╭─ SUPPLIED DATA
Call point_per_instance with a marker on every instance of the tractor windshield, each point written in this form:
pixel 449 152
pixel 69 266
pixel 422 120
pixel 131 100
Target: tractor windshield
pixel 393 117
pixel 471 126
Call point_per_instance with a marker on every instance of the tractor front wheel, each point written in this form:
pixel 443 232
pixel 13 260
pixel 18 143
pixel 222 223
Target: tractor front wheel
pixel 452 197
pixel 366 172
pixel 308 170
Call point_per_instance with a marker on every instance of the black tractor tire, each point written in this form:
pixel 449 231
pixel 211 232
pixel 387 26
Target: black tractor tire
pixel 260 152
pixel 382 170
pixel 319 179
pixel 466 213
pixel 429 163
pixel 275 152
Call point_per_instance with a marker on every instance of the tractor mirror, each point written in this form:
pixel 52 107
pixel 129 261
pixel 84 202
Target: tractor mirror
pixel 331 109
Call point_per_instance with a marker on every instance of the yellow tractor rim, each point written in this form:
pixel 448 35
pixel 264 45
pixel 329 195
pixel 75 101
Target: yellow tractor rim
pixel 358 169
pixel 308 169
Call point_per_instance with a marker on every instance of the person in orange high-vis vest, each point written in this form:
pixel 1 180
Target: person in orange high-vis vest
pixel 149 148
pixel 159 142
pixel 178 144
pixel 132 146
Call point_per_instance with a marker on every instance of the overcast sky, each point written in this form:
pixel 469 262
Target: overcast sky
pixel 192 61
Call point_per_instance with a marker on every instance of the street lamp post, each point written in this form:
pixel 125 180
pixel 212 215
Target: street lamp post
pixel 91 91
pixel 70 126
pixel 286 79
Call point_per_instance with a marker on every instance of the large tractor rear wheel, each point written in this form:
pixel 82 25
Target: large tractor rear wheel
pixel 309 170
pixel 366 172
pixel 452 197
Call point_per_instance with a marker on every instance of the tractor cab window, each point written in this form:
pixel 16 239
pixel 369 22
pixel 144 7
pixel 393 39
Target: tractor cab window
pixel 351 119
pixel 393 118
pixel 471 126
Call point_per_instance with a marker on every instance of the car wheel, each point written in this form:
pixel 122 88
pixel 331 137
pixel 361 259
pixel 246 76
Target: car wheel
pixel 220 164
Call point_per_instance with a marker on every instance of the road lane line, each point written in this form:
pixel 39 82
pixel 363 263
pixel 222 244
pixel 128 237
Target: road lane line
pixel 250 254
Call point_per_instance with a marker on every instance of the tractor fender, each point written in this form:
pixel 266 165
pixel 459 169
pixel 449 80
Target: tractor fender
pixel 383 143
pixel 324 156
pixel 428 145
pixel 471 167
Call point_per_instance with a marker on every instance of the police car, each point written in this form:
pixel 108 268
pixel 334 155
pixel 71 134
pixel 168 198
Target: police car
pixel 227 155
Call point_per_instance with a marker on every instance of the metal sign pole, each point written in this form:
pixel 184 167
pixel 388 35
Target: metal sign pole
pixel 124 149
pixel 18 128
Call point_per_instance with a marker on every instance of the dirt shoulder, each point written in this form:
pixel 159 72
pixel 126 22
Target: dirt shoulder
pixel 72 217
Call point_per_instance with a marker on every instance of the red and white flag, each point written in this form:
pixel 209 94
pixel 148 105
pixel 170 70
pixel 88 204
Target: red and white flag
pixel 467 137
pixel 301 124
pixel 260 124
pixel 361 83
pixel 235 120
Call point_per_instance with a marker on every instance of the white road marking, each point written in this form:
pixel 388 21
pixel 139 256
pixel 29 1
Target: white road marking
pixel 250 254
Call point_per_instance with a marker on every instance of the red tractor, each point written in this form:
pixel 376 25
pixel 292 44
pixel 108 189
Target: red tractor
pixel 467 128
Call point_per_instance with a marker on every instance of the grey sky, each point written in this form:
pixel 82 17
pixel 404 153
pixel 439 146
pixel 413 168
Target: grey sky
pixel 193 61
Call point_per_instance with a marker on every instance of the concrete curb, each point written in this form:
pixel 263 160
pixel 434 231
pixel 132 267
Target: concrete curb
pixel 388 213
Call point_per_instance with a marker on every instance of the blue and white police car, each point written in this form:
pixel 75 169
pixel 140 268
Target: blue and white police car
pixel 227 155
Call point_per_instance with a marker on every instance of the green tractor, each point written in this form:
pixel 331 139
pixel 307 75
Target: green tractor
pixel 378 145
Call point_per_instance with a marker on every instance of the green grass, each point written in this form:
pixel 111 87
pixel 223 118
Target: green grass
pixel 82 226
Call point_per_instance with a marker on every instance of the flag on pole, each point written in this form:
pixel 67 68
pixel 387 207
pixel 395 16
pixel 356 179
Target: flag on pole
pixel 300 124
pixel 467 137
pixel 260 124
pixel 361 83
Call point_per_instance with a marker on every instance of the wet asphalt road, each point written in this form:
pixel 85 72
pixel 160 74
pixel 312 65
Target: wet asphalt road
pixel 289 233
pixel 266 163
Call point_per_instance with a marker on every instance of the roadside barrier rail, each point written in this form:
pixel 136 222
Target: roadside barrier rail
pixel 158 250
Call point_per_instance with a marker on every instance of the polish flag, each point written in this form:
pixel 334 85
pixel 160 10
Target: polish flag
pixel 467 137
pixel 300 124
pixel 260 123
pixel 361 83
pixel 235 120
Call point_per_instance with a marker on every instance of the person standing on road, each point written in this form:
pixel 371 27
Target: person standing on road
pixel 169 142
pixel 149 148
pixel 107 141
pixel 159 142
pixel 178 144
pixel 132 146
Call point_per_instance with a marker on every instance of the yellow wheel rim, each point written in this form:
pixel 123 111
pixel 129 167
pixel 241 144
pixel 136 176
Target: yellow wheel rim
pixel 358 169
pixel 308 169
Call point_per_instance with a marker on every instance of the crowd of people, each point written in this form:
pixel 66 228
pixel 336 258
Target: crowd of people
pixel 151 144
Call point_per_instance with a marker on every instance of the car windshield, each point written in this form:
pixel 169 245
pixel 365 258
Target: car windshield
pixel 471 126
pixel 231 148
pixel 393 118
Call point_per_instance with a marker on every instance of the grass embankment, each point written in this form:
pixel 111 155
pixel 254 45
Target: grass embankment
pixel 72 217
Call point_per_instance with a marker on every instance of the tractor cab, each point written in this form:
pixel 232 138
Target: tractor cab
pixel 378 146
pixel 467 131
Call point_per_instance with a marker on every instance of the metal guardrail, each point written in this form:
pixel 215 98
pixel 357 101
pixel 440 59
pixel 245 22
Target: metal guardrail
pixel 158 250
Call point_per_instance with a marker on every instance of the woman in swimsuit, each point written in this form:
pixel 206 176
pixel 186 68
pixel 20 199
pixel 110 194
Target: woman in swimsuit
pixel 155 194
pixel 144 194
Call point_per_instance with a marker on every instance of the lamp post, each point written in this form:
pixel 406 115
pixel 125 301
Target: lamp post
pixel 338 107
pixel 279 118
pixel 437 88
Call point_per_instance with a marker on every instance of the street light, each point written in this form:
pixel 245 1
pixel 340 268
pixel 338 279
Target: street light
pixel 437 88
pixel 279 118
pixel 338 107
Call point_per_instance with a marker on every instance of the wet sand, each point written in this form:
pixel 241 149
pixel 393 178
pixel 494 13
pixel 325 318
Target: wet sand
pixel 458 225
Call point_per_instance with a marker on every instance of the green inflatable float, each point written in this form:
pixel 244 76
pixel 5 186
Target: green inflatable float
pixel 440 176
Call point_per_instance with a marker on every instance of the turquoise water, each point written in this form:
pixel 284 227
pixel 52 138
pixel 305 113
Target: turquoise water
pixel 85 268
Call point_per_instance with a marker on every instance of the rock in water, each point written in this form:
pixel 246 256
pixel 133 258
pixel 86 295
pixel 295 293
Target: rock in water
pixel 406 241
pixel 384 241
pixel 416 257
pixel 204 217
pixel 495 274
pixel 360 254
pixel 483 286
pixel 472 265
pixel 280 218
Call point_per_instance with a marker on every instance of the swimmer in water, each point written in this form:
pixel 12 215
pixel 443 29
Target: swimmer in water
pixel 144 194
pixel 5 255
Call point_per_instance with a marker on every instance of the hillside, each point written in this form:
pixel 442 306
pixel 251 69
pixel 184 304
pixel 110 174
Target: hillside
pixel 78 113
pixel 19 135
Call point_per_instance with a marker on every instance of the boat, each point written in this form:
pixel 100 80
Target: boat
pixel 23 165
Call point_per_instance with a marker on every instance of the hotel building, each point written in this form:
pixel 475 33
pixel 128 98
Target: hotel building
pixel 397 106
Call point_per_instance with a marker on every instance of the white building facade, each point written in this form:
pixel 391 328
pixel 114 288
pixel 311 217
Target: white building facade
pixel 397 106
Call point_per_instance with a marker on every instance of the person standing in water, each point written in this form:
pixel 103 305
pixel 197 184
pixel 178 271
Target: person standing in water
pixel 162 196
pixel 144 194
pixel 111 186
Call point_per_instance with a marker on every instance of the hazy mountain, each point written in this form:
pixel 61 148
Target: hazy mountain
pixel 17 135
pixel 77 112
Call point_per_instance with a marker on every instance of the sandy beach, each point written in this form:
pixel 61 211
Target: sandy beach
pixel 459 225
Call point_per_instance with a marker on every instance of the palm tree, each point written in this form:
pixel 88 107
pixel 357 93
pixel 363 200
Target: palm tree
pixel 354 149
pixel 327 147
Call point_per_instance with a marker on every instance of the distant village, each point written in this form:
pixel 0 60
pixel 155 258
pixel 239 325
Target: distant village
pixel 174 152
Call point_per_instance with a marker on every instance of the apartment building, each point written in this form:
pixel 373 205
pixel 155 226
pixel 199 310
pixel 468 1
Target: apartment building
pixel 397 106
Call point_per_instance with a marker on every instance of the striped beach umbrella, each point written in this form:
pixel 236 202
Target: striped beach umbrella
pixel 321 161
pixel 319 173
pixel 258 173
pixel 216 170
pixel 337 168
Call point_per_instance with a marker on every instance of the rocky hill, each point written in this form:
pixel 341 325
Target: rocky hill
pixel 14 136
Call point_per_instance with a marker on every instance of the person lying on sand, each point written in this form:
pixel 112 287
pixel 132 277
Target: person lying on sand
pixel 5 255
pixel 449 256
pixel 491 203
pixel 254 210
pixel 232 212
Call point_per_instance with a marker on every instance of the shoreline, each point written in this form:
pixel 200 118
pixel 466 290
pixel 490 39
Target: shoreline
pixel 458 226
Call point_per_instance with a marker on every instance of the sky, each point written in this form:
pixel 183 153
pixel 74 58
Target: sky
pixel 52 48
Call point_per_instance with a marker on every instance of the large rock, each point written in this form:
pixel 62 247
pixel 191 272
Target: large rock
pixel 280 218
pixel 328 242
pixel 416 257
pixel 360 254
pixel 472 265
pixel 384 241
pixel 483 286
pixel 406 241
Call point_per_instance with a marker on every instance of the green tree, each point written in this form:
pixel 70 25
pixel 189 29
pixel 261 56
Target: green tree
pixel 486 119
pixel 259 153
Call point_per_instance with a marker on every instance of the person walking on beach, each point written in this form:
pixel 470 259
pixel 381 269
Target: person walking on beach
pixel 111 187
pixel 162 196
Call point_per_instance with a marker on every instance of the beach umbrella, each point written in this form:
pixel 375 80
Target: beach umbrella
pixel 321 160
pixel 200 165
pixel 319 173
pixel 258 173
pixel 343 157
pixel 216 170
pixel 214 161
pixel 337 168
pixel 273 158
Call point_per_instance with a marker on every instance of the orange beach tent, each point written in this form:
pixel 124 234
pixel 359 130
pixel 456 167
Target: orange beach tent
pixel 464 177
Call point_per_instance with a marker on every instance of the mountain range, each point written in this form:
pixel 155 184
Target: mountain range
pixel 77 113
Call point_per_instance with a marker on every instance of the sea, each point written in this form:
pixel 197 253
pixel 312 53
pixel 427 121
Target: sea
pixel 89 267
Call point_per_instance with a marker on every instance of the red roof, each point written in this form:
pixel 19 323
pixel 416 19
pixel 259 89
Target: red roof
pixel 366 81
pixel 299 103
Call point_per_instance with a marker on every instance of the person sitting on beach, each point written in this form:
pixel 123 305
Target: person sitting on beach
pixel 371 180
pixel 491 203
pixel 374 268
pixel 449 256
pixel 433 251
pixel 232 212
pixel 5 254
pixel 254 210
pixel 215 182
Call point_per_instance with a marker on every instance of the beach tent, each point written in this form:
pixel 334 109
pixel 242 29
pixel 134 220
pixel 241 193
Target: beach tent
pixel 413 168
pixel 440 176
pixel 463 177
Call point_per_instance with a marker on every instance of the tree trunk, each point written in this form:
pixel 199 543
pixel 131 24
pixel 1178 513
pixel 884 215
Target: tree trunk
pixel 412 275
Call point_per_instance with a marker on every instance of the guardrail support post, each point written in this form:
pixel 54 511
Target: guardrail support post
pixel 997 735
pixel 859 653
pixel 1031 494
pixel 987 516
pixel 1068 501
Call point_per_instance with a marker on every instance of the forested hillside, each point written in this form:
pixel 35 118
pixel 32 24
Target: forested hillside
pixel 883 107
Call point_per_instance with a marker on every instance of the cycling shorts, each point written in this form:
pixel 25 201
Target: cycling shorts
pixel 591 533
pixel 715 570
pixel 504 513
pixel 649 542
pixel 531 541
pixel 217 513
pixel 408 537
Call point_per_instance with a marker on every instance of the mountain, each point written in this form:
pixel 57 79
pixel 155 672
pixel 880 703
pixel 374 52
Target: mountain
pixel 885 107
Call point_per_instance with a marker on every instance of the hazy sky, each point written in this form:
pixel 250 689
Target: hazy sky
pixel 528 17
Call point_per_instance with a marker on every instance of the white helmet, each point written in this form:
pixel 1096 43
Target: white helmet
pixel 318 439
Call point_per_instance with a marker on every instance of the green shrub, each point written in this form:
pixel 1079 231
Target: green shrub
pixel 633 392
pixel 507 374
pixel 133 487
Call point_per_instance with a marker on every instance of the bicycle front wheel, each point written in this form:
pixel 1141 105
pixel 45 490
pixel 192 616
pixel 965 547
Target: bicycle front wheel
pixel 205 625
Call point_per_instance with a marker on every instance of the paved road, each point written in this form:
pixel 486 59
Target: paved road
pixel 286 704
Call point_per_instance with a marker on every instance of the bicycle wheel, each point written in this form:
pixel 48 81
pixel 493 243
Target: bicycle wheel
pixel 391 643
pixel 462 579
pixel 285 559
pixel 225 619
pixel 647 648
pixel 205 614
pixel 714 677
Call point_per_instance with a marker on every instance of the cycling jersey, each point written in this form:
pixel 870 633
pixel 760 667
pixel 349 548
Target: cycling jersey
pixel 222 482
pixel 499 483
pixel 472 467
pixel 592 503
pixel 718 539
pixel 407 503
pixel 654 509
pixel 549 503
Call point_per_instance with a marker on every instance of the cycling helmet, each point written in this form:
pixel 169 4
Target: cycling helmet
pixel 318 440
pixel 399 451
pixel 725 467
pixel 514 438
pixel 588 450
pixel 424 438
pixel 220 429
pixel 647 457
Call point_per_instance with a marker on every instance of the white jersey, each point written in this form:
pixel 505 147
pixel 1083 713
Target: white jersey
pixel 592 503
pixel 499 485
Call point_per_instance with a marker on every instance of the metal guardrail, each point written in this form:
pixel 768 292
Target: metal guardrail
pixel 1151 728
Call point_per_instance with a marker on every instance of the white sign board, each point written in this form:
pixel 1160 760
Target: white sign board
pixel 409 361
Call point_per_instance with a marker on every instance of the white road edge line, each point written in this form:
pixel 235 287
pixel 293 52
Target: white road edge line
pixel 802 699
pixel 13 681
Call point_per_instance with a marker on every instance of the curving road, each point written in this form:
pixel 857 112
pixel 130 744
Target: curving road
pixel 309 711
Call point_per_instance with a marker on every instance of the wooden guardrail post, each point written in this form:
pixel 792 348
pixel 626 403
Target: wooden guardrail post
╰─
WHAT YOU SHOULD DO> Go through the entries above and pull out each line with "wooden" in it.

RESPONSE BELOW>
Call point_per_instance with a marker on every instance of the wooden guardrail post, each point written in this form:
Target: wooden guardrail post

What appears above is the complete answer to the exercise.